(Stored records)
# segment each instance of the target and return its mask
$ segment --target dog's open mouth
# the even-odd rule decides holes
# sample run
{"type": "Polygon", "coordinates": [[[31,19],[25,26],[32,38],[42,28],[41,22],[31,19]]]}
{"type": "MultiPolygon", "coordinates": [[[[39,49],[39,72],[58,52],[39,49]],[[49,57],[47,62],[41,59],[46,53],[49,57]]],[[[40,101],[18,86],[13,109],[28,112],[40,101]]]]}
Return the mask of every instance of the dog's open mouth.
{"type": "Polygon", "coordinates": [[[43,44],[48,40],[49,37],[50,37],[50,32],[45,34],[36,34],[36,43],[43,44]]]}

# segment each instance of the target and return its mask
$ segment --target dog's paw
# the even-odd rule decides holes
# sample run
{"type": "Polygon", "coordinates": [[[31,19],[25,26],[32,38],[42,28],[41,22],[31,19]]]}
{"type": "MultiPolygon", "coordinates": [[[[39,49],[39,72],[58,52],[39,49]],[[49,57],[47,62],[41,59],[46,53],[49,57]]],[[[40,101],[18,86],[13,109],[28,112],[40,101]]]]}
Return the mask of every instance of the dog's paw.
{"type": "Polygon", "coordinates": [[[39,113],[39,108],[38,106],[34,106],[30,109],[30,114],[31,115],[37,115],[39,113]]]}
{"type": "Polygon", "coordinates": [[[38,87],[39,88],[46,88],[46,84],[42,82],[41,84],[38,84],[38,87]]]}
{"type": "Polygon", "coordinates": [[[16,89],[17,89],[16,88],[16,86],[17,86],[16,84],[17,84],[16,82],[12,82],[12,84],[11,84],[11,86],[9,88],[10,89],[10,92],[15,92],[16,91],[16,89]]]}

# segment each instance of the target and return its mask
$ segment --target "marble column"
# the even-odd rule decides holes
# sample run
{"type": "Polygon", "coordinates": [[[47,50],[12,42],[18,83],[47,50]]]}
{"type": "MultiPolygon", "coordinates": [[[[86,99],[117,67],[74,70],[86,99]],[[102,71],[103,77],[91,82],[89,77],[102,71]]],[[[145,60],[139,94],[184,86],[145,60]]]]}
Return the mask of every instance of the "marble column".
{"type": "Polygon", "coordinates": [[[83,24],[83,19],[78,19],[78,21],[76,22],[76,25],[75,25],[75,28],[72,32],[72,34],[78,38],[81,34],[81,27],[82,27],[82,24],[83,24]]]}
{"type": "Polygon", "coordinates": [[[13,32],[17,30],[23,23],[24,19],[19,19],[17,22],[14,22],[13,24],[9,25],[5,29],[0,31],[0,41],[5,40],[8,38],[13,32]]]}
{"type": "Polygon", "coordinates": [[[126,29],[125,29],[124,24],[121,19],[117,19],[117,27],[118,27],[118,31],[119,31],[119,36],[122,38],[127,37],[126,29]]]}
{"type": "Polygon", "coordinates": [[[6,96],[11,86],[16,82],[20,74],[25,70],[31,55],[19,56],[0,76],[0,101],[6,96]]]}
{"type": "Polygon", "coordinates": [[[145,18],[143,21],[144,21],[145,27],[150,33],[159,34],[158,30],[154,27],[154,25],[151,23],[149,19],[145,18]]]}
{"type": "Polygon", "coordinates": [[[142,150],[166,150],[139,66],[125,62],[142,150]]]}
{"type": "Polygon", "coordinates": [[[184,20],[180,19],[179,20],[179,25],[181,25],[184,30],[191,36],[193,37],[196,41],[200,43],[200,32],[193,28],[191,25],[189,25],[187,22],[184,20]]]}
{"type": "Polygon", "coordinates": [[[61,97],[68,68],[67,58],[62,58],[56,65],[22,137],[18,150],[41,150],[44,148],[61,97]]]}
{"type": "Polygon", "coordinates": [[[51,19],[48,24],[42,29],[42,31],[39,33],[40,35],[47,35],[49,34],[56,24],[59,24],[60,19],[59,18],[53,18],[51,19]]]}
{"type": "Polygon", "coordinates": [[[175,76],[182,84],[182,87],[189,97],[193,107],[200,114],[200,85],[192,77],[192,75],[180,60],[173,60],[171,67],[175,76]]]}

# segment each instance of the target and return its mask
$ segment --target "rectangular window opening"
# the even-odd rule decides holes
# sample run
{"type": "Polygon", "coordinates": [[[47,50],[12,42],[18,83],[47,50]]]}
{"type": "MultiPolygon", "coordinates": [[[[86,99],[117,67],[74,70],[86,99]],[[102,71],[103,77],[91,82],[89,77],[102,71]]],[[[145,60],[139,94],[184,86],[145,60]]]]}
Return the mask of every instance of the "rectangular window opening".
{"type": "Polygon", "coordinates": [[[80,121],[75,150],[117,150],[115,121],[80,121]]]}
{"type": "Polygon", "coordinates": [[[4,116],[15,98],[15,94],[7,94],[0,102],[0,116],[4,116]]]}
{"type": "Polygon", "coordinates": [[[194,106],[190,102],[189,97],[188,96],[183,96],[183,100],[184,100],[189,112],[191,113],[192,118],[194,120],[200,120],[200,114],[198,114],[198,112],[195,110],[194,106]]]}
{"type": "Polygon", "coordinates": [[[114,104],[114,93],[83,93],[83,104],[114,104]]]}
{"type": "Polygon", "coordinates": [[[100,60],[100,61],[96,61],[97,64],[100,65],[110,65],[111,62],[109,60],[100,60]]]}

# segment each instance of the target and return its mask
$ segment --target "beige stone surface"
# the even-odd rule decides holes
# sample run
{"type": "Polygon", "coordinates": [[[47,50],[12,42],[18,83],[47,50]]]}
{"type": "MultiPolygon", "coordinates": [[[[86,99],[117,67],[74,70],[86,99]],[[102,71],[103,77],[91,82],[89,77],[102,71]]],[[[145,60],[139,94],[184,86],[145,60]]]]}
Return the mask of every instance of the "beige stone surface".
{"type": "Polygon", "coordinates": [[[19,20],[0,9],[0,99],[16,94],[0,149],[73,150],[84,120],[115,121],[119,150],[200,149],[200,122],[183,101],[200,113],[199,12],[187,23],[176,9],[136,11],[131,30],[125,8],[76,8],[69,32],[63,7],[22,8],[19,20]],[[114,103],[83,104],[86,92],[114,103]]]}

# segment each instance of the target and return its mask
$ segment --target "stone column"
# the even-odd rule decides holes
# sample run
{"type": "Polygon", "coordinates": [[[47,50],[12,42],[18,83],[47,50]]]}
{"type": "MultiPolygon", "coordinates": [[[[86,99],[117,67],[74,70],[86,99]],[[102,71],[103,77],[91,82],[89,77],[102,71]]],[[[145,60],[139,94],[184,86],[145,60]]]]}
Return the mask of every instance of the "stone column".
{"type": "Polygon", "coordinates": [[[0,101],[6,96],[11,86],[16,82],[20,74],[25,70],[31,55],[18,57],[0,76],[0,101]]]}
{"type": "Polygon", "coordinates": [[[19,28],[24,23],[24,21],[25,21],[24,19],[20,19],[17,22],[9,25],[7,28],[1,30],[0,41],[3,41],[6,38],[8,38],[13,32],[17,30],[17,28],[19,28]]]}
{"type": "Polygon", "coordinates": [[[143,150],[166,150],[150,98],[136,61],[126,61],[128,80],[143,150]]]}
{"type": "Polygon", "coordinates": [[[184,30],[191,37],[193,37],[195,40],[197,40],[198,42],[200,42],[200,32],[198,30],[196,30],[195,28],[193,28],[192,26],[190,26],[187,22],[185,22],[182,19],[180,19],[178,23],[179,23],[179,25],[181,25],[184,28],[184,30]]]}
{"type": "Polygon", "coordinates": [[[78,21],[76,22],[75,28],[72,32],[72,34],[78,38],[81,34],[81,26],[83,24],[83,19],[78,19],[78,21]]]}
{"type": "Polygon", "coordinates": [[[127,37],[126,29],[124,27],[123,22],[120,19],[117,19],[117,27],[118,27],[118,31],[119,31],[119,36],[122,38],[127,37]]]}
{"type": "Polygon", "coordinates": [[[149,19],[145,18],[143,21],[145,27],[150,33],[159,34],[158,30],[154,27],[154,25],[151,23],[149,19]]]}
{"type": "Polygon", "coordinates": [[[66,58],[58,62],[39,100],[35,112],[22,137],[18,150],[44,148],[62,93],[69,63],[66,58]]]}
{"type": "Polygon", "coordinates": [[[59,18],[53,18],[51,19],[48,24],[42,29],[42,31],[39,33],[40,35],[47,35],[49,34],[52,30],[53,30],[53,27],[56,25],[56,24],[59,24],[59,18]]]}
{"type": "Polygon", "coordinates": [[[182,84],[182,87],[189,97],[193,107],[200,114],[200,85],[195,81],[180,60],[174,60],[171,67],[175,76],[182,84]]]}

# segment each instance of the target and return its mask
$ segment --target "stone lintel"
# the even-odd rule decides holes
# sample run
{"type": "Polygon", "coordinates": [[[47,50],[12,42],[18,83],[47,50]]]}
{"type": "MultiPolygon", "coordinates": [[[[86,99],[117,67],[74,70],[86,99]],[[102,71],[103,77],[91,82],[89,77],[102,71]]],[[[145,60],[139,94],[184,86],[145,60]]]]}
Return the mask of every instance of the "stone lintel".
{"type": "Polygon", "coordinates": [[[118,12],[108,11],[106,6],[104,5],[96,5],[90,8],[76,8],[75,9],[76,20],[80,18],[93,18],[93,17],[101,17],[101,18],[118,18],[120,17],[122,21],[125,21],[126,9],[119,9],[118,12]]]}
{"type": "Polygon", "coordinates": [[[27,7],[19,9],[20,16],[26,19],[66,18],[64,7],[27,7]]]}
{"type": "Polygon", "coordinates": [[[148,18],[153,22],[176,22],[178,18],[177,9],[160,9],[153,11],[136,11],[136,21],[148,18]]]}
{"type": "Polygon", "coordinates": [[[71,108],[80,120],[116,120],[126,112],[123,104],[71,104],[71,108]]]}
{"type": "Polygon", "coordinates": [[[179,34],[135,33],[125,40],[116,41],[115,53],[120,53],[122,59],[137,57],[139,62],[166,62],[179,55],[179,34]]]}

WHAT YOU HAVE TO DO: Please report how many of the lines above contain the string "every". Give only the number.

EXERCISE RESULT: 7